Perry Exaggerating His Role In Texas' Growth, Say Progressives
By Gabrielle Pffaflin
Unemployment and migratory data indicate that Texas Governor and GOP Presidential hopeful Rick Perry has exaggerated his role in helping grow Texas’ economy. The data suggests that migration, rising oil prices and municipal governments played significantly greater roles in allowing the state to boast moderate unemployment rates.
The Center for American Progress’ left-leaning blog, Thinkprogress.org, published a report August 17, 2011 entitled Report: Texas Ranks Dead Last In Total Job Creation, Accounting For Labor Force Growth outlining job growth and population growth.
The report states that in the past two and a half years 126,000 jobs were created in Texas. However, the Texas workforce also grew by 437,000 individuals. CAP senior economist and expert in state policies Donna Cooper remarked that the migratory increase likely derived from a low cost-of-living, warm weather and a stable housing market.

Using the information
• A. In two sentences, what does the article on Rick Perry and Texas job growth report?
• B. Write the next portion of the article on Rick Perry and Texas job growth, starting right after its final sentence.
The listing that comes next is drawn from a separate source, unrelated to the article on Rick Perry and Texas job growth.

Source data
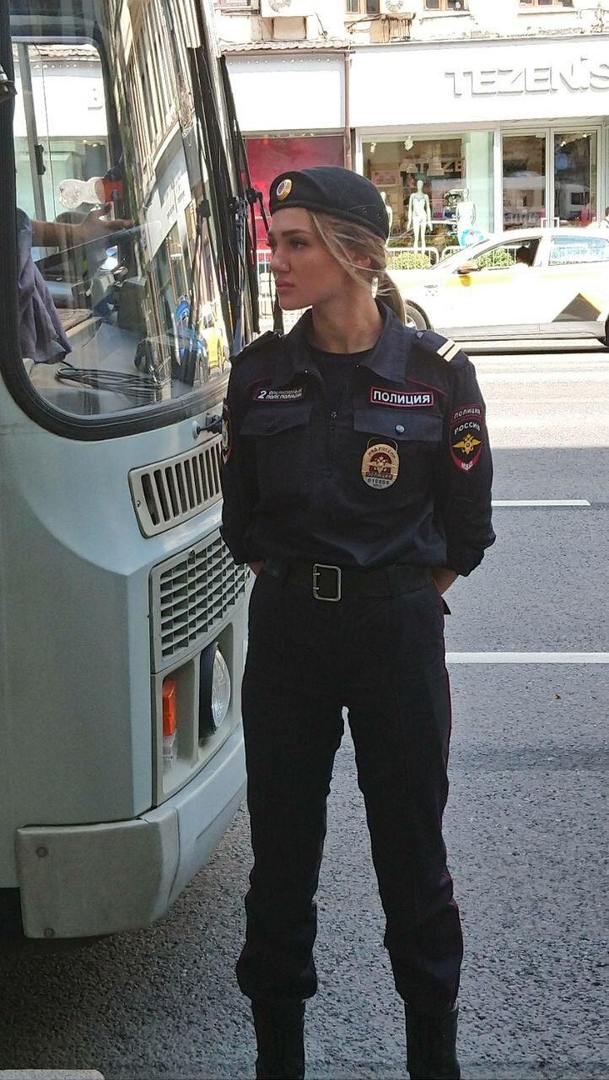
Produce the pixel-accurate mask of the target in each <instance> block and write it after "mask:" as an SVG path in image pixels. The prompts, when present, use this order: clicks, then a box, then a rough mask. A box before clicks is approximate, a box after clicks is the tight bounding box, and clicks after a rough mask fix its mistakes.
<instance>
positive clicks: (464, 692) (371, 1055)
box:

Per-task outputs
• A. Unemployment and migration data suggest that Texas Governor and GOP presidential hopeful Rick Perry has exaggerated his role in growing the state's economy, with migration, rising oil prices and municipal governments playing significantly greater roles. A Thinkprogress.org report published August 17, 2011 found that Texas created 126,000 jobs over two and a half years while its workforce grew by 437,000, an increase that CAP senior economist Donna Cooper said likely came from a low cost of living, warm weather and a stable housing market.

• B.
Cooper attributed the bulk of Texas’ growth to increasing immigration to the Lone Star State. “I think the biggest thing that contributed to Texas growth is the increase in population in Texas over the last several years,” she told TRNS.
Although the Texas economy grew substantially during the course of the recession, the data indicates that job growth remains disproportionate to population growth. As a result, Texas’ unemployment will likely increase as immigration from Mexico and surrounding U.S. states increases.
“Overall, Texas has added unemployed workers at a rate much faster than it has created jobs,” the report stated. According to the report, rather than Texas, the real “miracle” state is North Dakota, “which has seen over 27,000 new jobs added and a labor force expansion of only 3,700, resulting in about 24,000 new jobs for workers who previously had none.”
According to the National Bureau of Labor Statistics, growth in the Lone Star State is limited to select communities.
It concluded that in June 2011, the primary communities to experience substantial growth and low unemployment remained oil producing communities in North Texas, such as Abilene, Odessa and Midland.
Communities that resided near colleges and major thoroughfares also exhibited growth, however not to the extent of oil and gas producing municipalities.
According to Cooper, this phenomenon primarily results from significant technological improvements in oil extraction that inclines companies to reuse previously closed wells.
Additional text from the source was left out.